TEXT EXCERPT START
Hey Burner.  I'll have to grab the schedule for the Pits and see what tournaments sound good to play in.  Not much of a schedule for the most part this summer since the parks wouldn't commit to any tournaments because of watering restrictions.  But, I would much rather play in sand anyways  

Ok, too much work so better get going....

Have  a good Memorial Day weekend all.


----------



## Burner02 (May 22, 2003)

hey! That would be great! I could stop in and watch you dig, dig...DIG!


----------



## CourtQueen (May 28, 2003)

Geesh, can't believe the weekend is here and gone already.  Well, I guess I didn't have the best of weekends.  Talk about feeling completely out of control.  So, moving on and getting my grocery shopping done and buckling down.  Doing some replanning tonight and going to get in a nice workout tonight......  Can't believe it is almost June.... but the quads are definitely looking good.... 
Damn I need to get my brain rewired..


----------



## sawheet (May 28, 2003)

It is crazy isnt it, I live 2 miles from the beach, where kick ass vollyball games are in session daily. And you live near some of the best climbing areas in colorado, mmmmmmmmmm    wanna switch houses?


----------



## CourtQueen (May 29, 2003)

Ok, 
yesterday was a little cardio to get me back into the swing of things 15min on the bike 10 min on stairstepper

tonight I have volleyball so tomorrow has to be a good weight day.

Food today (on a better note)

whey protein
yogurt/Cottage Cheese and Blackberries
(one donut UGH - damn ppl shouldn't bring that crap in the office)

coffee

mrp - green beans (french style - I assume this is the same as regular green beans, if not please someone tell me)

tuna on a wheat pita
(couple pcs of chocolate - slapping hand)

mrp - green beans
(1/2 donut - hand is getting redder)

another coffee

probably will have tokyo joe's for dinner (brown rice and chicken)
and then a spinach salad when I get home from volleyball

More volleyball on Saturday

Goals - I have to write down more of my goals tonight and look at the last pictures I took to fuel my damn fire and get serious.  I think I need to plan my cheat meals in order to keep me clean on the other days.  If I know I'm going to be having a free meal then I'll stay cleanier - I think part of my problem is that I haven't been planning the free meals so start cheating with little things too much.  Got to work on that.

I guess I really need to end this week strong so I don't feel like the whole week has been a failure.

And Sawheet - I would love to switch houses, of course you might want to wait until mine is actually built


----------



## sawheet (May 29, 2003)

somebody has a swee tooth!!    And court maybe we will hold on the switch, but I am sure a sleeping bag would roll out nicely onyour property!


----------



## CourtQueen (Jun 3, 2003)

This is the month that I become the deadlift Queen.  I need a butt!  Squats and deadlifts will be the focus this month.
TEXT EXCERPT END
▶ _EXERCISES TO COMPLETE_:
- A) Please output the forum thread word for word, from "More volleyball on" to "been a failure.".
- B) Decide whether each statement agrees with the forum thread, and support each yes or no with the deciding words quoted from it.
(i) The day before her May 29 post, CourtQueen spent 15 minutes on the bike.
(ii) sawheet lives 5 miles from the beach.
(iii) The Jun 3, 2003 post names bench press as a focus for the month.
- C) Answer these questions from the forum thread.
(i) Why did the parks not commit to any tournaments this summer?
(ii) What does CourtQueen say she will probably have for dinner from tokyo joe's?
(iii) What does sawheet say would roll out nicely on CourtQueen's property?
Rely only on the forum thread for your answers.
PROVIDED INFORMATION START
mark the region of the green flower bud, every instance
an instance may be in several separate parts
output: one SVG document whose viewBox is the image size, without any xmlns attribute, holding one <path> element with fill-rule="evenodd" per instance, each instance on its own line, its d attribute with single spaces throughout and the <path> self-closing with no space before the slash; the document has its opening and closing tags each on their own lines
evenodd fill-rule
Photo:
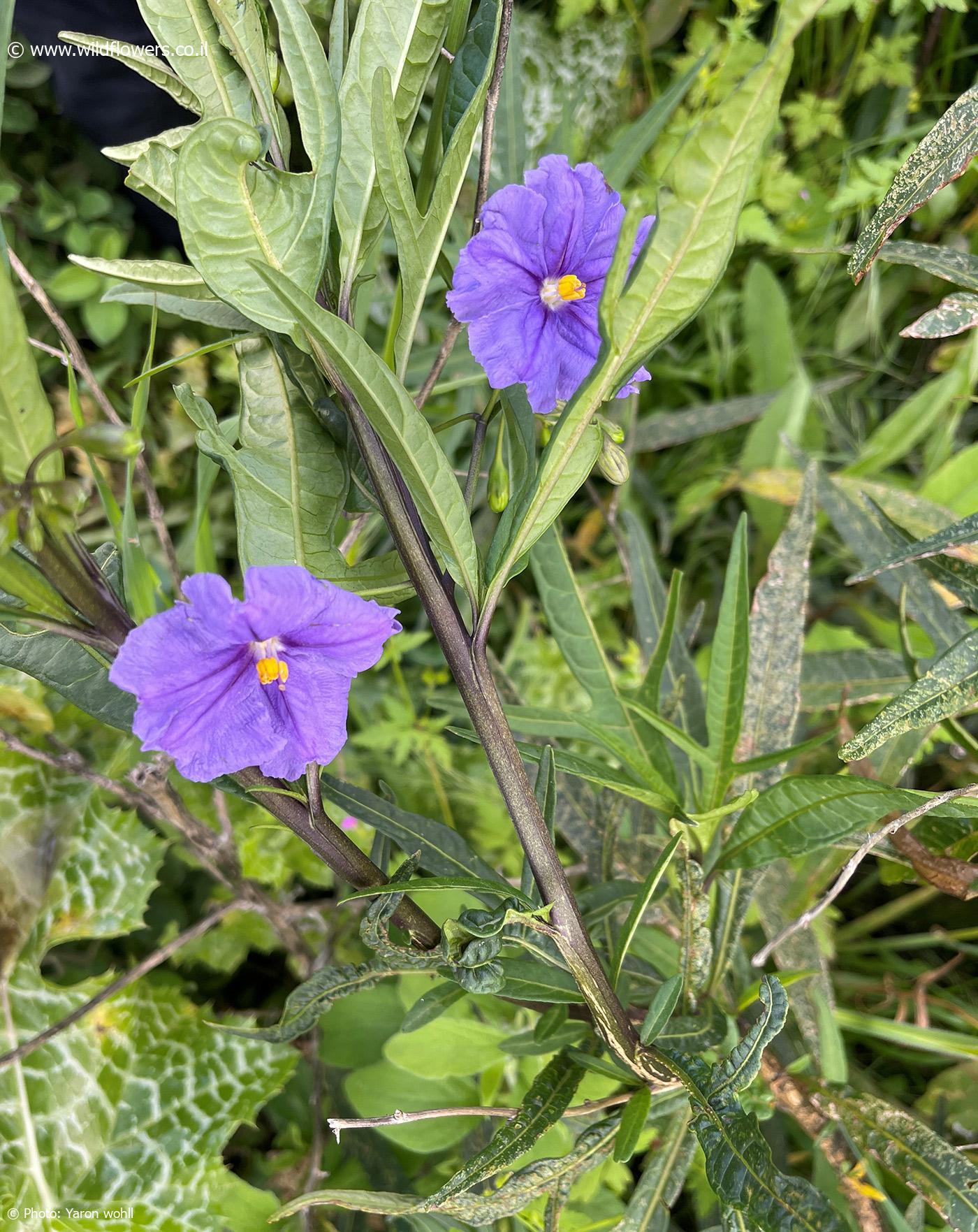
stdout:
<svg viewBox="0 0 978 1232">
<path fill-rule="evenodd" d="M 601 440 L 601 453 L 597 458 L 597 469 L 608 483 L 624 483 L 628 478 L 628 455 L 610 436 Z"/>
</svg>

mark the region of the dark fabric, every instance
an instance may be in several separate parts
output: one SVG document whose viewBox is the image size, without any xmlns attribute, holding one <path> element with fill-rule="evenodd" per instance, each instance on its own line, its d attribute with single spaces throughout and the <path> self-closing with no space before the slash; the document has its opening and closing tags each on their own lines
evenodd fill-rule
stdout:
<svg viewBox="0 0 978 1232">
<path fill-rule="evenodd" d="M 37 58 L 51 65 L 54 97 L 64 116 L 97 147 L 124 145 L 193 120 L 169 95 L 111 57 L 44 51 L 58 43 L 62 30 L 152 46 L 155 39 L 135 0 L 17 0 L 14 25 Z M 159 243 L 179 243 L 169 214 L 137 195 L 133 198 L 140 221 Z"/>
</svg>

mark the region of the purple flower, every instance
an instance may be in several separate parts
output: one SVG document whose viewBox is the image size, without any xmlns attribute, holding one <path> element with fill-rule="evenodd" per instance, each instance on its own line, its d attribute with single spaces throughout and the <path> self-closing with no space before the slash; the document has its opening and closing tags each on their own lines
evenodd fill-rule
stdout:
<svg viewBox="0 0 978 1232">
<path fill-rule="evenodd" d="M 496 389 L 525 384 L 537 414 L 565 402 L 594 367 L 597 302 L 624 218 L 592 163 L 548 154 L 526 185 L 494 192 L 482 230 L 458 254 L 448 307 L 469 323 L 472 354 Z M 643 218 L 634 261 L 655 222 Z M 648 381 L 639 368 L 618 392 Z"/>
<path fill-rule="evenodd" d="M 350 681 L 400 630 L 379 607 L 294 564 L 184 583 L 188 602 L 150 616 L 119 649 L 110 680 L 135 694 L 133 732 L 206 782 L 257 765 L 298 779 L 346 743 Z"/>
</svg>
PROVIDED INFORMATION END
▶ _ANSWERS TO THE EXERCISES_:
- A)
More volleyball on Saturday

Goals - I have to write down more of my goals tonight and look at the last pictures I took to fuel my damn fire and get serious.  I think I need to plan my cheat meals in order to keep me clean on the other days.  If I know I'm going to be having a free meal then I'll stay cleanier - I think part of my problem is that I haven't been planning the free meals so start cheating with little things too much.  Got to work on that.

I guess I really need to end this week strong so I don't feel like the whole week has been a failure.

- B)
(i) Yes: "15min on the bike 10 min on stairstepper"
(ii) No: "I live 2 miles from the beach"
(iii) No: "Squats and deadlifts will be the focus this month."

- C)
(i) Because of watering restrictions.
(ii) Brown rice and chicken.
(iii) A sleeping bag.